━━━━━ Given text

Thursday, August 11, 2016

Medical Errors- A Reality Check


Medical errors are unfortunate but preventable adverse effect of Medical care. Cases of wrong limb being operated, administration of double dose of medicine beyond the permissible limit, wrong diagnosis of disease, health care associated infections are some of the Medical errors which we are coming across every day. But, reality is that Medical errors is reported as 3rd reason causing death in US. WHO lists it among the top 10 killers in the world. Harvard University study in 2013 estimated that 5.2 million injuries occur across India each year due to medical errors and adverse events-majority of them being preventable.

Medical errors are associated with inexperienced physicians and nurses, new procedures, extremes of age, and complex or urgent care. Poor communication (whether in one's own language or, as may be the case for medical tourists, another language), improper documentation, illegible handwriting, inadequate nurse-to-patient ratios, and similarly named medications are also known to contribute to the problem. Patient actions may also contribute significantly to medical errors. The vast majority of medical errors result from faulty systems and poorly designed processes versus poor practices or incompetent practitioners.

━━━━━━━━━━
━━━━━ Stored data

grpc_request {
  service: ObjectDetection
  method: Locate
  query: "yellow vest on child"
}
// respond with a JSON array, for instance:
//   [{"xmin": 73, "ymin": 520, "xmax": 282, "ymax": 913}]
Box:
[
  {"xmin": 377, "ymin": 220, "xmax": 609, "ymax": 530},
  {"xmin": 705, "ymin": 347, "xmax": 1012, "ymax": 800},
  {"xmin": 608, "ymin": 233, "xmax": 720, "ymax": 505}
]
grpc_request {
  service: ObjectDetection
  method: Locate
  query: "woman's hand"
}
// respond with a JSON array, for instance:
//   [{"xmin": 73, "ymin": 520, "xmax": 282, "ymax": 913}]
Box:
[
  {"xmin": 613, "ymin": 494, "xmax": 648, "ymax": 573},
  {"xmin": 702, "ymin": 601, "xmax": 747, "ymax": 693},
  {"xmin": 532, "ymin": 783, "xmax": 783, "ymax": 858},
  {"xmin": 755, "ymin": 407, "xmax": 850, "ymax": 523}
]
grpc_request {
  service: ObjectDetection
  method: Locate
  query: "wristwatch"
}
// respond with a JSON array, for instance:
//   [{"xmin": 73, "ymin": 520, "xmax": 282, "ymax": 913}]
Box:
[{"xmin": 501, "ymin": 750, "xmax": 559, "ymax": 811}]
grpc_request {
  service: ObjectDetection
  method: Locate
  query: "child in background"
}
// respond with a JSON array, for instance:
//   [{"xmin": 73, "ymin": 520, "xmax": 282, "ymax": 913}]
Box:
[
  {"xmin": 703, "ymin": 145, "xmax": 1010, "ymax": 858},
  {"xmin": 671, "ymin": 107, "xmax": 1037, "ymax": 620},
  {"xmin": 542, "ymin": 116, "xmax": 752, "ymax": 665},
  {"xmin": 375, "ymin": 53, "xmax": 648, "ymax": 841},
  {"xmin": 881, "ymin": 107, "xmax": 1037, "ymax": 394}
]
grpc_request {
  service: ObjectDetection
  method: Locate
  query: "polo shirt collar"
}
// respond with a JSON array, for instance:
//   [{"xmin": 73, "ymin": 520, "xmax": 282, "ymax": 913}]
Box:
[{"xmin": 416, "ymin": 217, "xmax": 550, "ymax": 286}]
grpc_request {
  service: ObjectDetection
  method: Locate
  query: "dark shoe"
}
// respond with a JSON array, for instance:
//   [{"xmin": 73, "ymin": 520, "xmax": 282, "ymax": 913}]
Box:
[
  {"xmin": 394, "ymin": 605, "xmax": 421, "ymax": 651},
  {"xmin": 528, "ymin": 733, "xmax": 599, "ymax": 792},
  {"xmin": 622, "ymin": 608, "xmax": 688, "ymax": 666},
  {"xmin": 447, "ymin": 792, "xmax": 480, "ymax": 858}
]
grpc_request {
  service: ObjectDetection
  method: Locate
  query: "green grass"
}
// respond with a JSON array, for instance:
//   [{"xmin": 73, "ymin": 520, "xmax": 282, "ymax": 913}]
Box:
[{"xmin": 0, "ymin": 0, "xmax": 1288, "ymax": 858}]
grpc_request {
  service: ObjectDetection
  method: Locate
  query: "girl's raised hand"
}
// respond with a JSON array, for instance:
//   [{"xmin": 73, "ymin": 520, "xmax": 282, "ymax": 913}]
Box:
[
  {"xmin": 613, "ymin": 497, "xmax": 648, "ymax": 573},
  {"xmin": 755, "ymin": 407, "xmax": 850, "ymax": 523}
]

━━━━━━━━━━

*Exercises*.
**1.** Update everything in the medical errors text from "Medical Errors- A" down to "them being preventable.", with "World Health Organization" in place of "WHO".
**2.** In the medical errors text, how many injuries does the 2013 Harvard University study estimate occur across India each year due to medical errors and adverse events?

*Answers per task*.
**1.**
Medical Errors- A Reality Check


Medical errors are unfortunate but preventable adverse effect of Medical care. Cases of wrong limb being operated, administration of double dose of medicine beyond the permissible limit, wrong diagnosis of disease, health care associated infections are some of the Medical errors which we are coming across every day. But, reality is that Medical errors is reported as 3rd reason causing death in US. World Health Organization lists it among the top 10 killers in the world. Harvard University study in 2013 estimated that 5.2 million injuries occur across India each year due to medical errors and adverse events-majority of them being preventable.

**2.** 5.2 million